● Set exercise A
From the film review, reproduce the passage word for word, starting at the words "Another major change" and ending after "changing some scenes.".
● Set exercise B
Answer these questions using the film review:
(i) How many Andalusian horses were used for the unicorns?
(ii) Who composed the score in the director's cut?
(iii) How many minutes does the U.S. version cut from the film?
● Set exercise C
Write the next part of the film review, picking up after its final sentence.

Jack eventually is aligned with firefly Oona, who actually is a disguised fairy played by Annabelle Lanyon, and child-like elf Gump (David Bennent). Oona leads Jack to the magical sword – for “a champion bold of heart and pure of purpose” – that he will need against Darkness. In retrieving the sword, Jack encounters a threatening Meg Mucklebones, who is a creature wondrously slimy to behold. The action all eventually leads to Darkness’ underground lair. In the director’s cut, Darkness, played by Curry (“The Rocky Horror Picture Show”) in extraordinarily striking full-body makeup, does not fully appear until 76 minutes in.

Another major change in the two versions is that the director’s cut has a wonderful score by Jerry Goldsmith, while the U.S. version goes more rock with a Tangerine Dream synthesizer score (the German group also scored Cruise’s “Risky Business”) and a song each by Yes’ Jon Anderson and Roxy Music’s Bryan Ferry. There also is a third, European version of the film – not included – which only cuts 20 minutes from the film, whereas the U.S. version cuts 25 minutes, as well as shifting and changing some scenes.

Disc two, the director’s cut, has audio commentary by Scott and a 2000 documentary (51:03) on the making of the film. The production actually built a forest with live trees and animals on the giant “Bond” soundstage at Pinewood Studios, which unfortunately burned down late in the shooting process. For the unicorns, six Andalusian horses from Spain were used. Curry had to undergo five hours of makeup each day, with Darkness’ horns patterned after those of a water buffalo and his body all red like a satyr. The prototype for Blix was Keith Richards of the Rolling Stones.

There also is an archival behind-the-scenes feature (9:44); two lost scenes (10:35), including an alternate opening with the four goblins, rediscovered in 2001, and a faerie dance (audio with storyboards and photos); eight storyboard sequences; two drafts of William Hjortsberg’s screenplay; nine minutes of alternate takes and angles to make up for cuts in the director’s cut; and three image galleries.

● Raw records
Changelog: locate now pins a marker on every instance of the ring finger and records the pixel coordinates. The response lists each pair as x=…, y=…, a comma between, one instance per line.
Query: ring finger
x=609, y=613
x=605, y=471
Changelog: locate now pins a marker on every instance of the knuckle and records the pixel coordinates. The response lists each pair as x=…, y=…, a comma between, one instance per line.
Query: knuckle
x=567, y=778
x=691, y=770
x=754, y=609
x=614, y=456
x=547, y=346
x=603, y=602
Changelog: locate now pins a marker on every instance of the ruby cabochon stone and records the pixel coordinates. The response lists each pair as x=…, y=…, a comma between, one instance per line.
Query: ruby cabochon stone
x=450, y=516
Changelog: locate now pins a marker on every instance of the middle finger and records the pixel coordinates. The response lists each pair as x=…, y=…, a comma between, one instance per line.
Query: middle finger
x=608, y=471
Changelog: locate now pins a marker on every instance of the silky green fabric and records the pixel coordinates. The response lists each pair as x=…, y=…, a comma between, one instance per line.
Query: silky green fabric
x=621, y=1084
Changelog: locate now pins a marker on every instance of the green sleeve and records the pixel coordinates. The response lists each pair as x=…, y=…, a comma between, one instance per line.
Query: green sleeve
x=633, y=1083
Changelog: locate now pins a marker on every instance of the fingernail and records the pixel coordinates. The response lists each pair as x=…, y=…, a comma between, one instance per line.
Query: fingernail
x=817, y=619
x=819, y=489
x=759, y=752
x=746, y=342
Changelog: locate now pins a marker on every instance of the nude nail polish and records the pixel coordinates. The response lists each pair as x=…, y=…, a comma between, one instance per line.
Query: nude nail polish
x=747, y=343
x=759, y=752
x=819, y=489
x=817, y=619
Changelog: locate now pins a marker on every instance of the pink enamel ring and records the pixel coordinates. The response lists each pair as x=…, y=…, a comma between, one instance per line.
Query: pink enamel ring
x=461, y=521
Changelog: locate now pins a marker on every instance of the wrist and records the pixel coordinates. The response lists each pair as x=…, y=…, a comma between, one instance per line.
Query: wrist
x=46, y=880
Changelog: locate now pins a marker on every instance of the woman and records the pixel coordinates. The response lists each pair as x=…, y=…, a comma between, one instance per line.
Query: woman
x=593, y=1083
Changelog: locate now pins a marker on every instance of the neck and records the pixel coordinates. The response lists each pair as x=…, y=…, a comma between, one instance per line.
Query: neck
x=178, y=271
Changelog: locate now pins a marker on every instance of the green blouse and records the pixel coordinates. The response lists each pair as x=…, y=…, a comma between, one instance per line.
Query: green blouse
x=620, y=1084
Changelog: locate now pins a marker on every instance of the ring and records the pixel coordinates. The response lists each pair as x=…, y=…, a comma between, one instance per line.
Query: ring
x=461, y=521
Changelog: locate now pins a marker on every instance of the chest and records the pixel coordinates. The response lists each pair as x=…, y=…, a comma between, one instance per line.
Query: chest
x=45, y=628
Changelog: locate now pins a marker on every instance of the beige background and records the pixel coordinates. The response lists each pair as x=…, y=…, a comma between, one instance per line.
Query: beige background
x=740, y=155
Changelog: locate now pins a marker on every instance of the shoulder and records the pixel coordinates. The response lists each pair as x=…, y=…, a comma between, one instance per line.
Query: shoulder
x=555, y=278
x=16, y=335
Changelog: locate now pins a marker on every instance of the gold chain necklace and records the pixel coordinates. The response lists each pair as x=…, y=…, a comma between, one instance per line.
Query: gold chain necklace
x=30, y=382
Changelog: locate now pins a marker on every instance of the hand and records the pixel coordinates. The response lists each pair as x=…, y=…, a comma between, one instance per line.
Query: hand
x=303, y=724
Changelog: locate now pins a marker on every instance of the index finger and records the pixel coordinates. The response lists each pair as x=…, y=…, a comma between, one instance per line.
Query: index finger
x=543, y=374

● Task response A
Another major change in the two versions is that the director’s cut has a wonderful score by Jerry Goldsmith, while the U.S. version goes more rock with a Tangerine Dream synthesizer score (the German group also scored Cruise’s “Risky Business”) and a song each by Yes’ Jon Anderson and Roxy Music’s Bryan Ferry. There also is a third, European version of the film – not included – which only cuts 20 minutes from the film, whereas the U.S. version cuts 25 minutes, as well as shifting and changing some scenes.

● Task response B
(i) Six
(ii) Jerry Goldsmith
(iii) 25 minutes

● Task response C
Disc one, which has a new 2K scan of the U.S. version, includes two new two-part documentaries. One is on the two music scores, with Jeff Bond discussing the Goldsmith score (15:12) and saying some themes were not used and others were a bit crudely edited, and part of Goldsmith’s “Psycho 2” score was used for the kitchen scene, and Daniel Schweiger and Electric Youth members Austin Garrish and Bronwyn Griffin discussing the Tangerine Dream’s score (13:09). Additionally, there is an isolated music and effects track and a 2002 reconstructed isolated score by Tangerine Dream. The other two-part documentary is on the creature illustrations with illustrator Martin A. Kline (10:28) and on Bottin’s makeup effects with makeup effects artist Nick Dudman (16:15).

The U.S. version also comes with new audio commentary by Paul M. Sammon, author of “Ridley Scott: The Making of His Movies.” There is a new visual essay comparing the different incarnations of the film by critic Travis Crawford (20:47; he points out that 10 of Scott’s films have different versions) and a new, very interesting featurette on the film’s making with camera grip David Cadwallader, costume designer Charles Knode, actress Lanyon, camera operator Peter MacDonald, set decorator Ann Mollo and draftsman John Ralph (30:45), which covers the soundstage fire. Ferry’s music video for “Is Your Love Strong Enough” – his clothes strike me as a bit bizarre or, at least, very ‘80s – is included (5:23) and features Pink Floyd’s David Gilmour on guitar.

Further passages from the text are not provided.